Что сделать:
- A) Сократите абзац отрывка о Марковской бригаде, который начинается словами «„Маргарита“ была направлена в Севастополь», и сохраните главные факты.
- B) Продолжите отрывок о Марковской бригаде сразу после его последнего предложения.

Исходный текст:
++++++++++++++++++++
От Орла до Новороссийска — страница 78 из 130

Комендантом «Маргариты» был марковец-пехотинец полковник Сагайдачный{233}, знакомый нашей семьи еще по Петрограду. На пароходе я познакомил полковника Сагайдачного с подполковником Стадницким-Колендо. Когда наша «Маргарита» еще стояла у пристани Новороссийска, английский дредноут «Император Индии» открыл артиллерийский огонь из тяжелых орудий по горам Новороссийска.

«Маргарита» была направлена в Севастополь. По выгрузке личный состав 3-й Марковской батареи был временно размещен в одной деревне над Севастополем. Вскоре нас перевезли в Симферополь, и началось наново формирование батарей Марковской артиллерийской бригады. В Крыму и в Северной Таврии в 1920 году Марковская артиллерийская бригада работала со своей Марковской пехотной дивизией.

В. Ларионов{234}Отступление{235}

Моросил холодный осенний дождь. На полях каркали вороны. Лошади были мокрые и грязные, напряжение последних дней сказалось и на них. Телеграфные столбы уходили вдаль… к югу. Всем было грустно. Никто не знал причины нашего начавшегося отступления: говорили, что Шкуро слишком оторвался от нас и к востоку, правее, образовался прорыв, где гуляет конница Буденного. Солдаты нашего 1-го взвода, бывшие махновцы, пели свою старую запорожскую песню: «Ой, на гори тай жнецы жнуть…»

Где-то далеко впереди слышался грохот пушек. До Ливен мы не дошли и попали в новые бои. Эти бои в лесистой местности были трудны. Красная пехота была многочисленна и, чувствуя перевес, упорно наседала на наши поредевшие цепи.

– Понимаете, – говорил молодой командир одного из Марковских батальонов, – вот вчера выкупались в Сосне… Мы пошли в наступление. Красные – навстречу. Мы: «Ура! В штыки!» Раньше они бы побежали, а теперь не тут-то было. Кричат: «Ура!» – и тоже в штыки, а их-то в четыре раза больше. Ну и выкупались… Бррр… Вода-то ледяная. Молодец командир батальона смеется, скалит ровные, белые зубы, поправляет башлык, – ему все нипочем!
++++++++++++++++++++
Исходные данные:

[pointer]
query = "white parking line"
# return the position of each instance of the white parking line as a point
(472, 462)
++++++++++++++++++++
Ответы:
- A) После выгрузки в Севастополе личный состав 3-й Марковской батареи временно разместили в деревне над городом. Вскоре людей перевезли в Симферополь и заново начали формировать батареи Марковской артиллерийской бригады. В 1920 году бригада действовала в Крыму и Северной Таврии вместе с Марковской пехотной дивизией.

- B)
Горячий бой… Я только что попал под разрыв шрапнели и удивляюсь, как остался жив. Вокруг пули взрыли землю, переранили лошадей, поломали шанцевый инструмент около орудий. Мое орудие заклинилось, и приехавший с участка 2-го взвода капитан Михно приказал отвезти орудие в управление дивизиона и выбить там, в технической части, заклинившуюся гранату. Дорога лежала на Ливны. Но когда мы пришли в Ливны, хозяйственная часть дивизиона и мастерская уже ушли на юг, и я решил вернуться к батарее.

Наступила зима. Дороги замело первым снегом. Метель слепила глаза. Фронт быстро покатился на юг, а я, не зная этого, продолжал двигаться на юго-запад, с орудием и семью номерами – махновцами – между своим и красным фронтами, в «ничьем» пространстве, ежеминутно рискуя встречей с советским разъездом. Сёла на нашем пути казались безлюдными. Крестьяне затаились, ожидая прихода красных. Мы бродили уже три дня, не встречая ни своих, ни чужих.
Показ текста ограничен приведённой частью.